▸ DATA SHOWN:

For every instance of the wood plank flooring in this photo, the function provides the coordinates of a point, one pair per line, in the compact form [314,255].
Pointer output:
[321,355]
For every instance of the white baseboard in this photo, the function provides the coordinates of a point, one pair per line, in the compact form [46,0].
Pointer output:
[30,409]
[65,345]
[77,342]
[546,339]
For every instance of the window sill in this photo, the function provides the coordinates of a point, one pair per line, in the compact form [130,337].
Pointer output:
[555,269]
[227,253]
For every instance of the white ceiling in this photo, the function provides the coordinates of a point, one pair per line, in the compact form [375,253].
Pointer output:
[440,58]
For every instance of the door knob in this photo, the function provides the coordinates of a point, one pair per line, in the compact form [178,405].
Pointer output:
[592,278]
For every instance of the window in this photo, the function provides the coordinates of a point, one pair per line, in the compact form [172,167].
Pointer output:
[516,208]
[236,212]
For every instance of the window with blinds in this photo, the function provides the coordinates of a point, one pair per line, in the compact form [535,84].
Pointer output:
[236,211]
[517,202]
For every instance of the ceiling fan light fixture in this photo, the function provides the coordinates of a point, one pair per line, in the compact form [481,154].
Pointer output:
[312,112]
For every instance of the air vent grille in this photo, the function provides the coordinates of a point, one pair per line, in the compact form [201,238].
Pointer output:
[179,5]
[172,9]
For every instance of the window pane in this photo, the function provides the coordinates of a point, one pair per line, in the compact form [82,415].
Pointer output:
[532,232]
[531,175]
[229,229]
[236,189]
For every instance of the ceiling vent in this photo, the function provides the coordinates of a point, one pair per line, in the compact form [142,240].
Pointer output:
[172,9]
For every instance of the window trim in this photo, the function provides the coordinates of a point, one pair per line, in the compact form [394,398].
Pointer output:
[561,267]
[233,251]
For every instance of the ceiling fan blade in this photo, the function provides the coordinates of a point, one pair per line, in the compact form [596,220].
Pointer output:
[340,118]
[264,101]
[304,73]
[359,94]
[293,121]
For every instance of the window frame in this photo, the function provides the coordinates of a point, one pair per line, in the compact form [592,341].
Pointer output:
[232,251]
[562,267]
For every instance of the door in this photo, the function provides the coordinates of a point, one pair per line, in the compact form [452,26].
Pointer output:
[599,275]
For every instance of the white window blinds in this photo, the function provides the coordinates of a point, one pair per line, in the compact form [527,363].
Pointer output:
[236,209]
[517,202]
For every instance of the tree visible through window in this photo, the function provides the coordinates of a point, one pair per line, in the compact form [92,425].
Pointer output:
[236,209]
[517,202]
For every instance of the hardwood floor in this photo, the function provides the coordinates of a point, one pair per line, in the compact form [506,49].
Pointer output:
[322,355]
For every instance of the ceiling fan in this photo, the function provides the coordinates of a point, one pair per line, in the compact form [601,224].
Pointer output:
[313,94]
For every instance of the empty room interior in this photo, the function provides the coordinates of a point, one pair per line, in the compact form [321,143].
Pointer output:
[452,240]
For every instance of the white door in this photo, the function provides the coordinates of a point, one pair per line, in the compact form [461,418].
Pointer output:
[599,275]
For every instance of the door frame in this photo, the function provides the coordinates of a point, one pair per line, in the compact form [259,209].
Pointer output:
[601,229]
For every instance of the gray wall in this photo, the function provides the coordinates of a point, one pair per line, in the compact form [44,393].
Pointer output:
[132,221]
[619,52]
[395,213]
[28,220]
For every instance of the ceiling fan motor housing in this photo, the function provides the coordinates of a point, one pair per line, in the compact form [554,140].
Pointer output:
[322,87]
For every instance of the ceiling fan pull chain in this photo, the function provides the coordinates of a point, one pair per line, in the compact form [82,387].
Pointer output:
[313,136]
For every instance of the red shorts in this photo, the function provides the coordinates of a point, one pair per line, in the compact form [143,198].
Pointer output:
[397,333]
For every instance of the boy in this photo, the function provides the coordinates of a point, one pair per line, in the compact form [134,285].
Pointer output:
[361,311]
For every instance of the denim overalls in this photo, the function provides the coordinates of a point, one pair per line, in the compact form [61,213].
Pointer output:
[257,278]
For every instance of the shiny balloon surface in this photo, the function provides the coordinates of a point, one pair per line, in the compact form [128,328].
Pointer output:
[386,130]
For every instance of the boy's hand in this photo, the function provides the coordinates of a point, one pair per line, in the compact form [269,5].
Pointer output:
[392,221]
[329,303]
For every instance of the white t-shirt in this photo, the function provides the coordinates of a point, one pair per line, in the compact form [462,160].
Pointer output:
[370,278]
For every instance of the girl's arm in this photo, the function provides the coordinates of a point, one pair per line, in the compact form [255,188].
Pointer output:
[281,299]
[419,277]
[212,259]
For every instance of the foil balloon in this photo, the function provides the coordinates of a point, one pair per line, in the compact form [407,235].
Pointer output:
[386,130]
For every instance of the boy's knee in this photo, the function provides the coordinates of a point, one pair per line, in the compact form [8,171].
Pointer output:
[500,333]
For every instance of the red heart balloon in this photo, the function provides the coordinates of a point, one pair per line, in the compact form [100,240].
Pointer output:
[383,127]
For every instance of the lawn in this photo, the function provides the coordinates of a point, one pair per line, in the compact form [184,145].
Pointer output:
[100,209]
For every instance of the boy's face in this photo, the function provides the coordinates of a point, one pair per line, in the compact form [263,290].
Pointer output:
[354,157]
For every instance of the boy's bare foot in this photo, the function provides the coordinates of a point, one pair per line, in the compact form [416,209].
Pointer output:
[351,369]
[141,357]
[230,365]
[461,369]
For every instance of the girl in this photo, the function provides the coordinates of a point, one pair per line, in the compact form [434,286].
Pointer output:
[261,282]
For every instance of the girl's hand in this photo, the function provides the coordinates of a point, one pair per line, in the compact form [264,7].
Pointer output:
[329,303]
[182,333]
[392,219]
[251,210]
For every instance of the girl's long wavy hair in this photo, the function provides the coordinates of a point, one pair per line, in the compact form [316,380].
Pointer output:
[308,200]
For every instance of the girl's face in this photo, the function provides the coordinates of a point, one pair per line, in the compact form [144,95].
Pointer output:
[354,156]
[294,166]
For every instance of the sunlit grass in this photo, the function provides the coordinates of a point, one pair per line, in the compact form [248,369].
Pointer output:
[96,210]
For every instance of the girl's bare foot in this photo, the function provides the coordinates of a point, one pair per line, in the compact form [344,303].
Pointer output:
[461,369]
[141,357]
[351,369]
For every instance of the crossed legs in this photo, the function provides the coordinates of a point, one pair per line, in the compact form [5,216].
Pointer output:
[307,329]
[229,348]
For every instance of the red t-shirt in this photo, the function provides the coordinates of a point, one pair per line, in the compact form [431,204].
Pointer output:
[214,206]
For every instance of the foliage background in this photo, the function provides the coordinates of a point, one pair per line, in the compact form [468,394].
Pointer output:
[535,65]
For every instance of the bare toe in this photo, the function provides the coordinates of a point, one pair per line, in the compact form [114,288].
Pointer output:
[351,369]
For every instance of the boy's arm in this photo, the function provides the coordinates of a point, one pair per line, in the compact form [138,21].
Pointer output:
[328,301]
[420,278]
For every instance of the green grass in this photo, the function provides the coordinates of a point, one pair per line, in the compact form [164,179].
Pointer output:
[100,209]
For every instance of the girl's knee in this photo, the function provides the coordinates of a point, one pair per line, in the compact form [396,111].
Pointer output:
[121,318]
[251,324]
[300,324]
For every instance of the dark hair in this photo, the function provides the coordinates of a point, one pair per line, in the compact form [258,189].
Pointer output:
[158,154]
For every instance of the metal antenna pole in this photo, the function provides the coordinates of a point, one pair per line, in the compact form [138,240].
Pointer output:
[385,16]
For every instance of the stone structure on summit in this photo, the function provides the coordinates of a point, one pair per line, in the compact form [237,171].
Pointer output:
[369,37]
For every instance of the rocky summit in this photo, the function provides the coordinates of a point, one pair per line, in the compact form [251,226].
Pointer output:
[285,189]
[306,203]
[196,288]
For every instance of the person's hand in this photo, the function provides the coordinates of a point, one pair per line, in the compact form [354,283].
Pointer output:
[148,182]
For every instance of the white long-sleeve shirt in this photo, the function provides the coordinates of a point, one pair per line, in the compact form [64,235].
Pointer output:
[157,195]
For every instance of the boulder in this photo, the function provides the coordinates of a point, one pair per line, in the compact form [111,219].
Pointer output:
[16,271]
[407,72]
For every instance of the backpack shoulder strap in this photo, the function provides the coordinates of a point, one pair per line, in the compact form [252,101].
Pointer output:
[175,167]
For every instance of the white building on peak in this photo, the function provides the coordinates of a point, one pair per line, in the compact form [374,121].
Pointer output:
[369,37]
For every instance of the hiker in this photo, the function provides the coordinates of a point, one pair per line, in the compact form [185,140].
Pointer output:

▸ WHAT YOU NEED TO DO:
An exact copy of the lines above, from the one containing "For every instance of the girl's face" down to the one containing "For every instance of the green" and including both, is the whole answer; retype it and nothing else.

▸ COMPLETED TASK:
For every instance of the girl's face in this photo, the function provides the coordinates of a point, one pair per line, in the compact form [144,95].
Pointer output:
[354,156]
[294,166]
For every instance of the sunlit grass in this photo, the function provides the coordinates of a point, one pair per line, in the compact form [248,369].
Pointer output:
[96,210]
For every instance of the girl's bare foot in this photo, the function provides the coordinates of a point, one pair per line, in the compact form [344,303].
Pointer output:
[461,369]
[141,357]
[351,369]
For every instance of the crossed legs in this photo, the function provides the coordinates of a point, one pair per line, in the compact form [5,216].
Pointer output:
[307,329]
[229,348]
For every instance of the red t-shirt in this photo, the function provides the coordinates of a point, one pair per line, in the compact form [431,204].
Pointer output:
[214,206]
For every instance of the foliage background in this photo, the function provides the coordinates of a point, one pair per line, in the compact form [468,394].
Pointer output:
[535,65]
For every instance of the bare toe in this photo, the function provides the coordinates of a point, one pair per line, in the compact form [114,288].
Pointer output:
[351,369]
For every instance of the boy's arm in this photo, the function provides the coordinates of a point, one pair per line, in the compact form [138,21].
Pointer output:
[328,301]
[420,278]
For every instance of the green grass in this photo, the function provides the coordinates of a point, one pair per line, in the compact form [164,179].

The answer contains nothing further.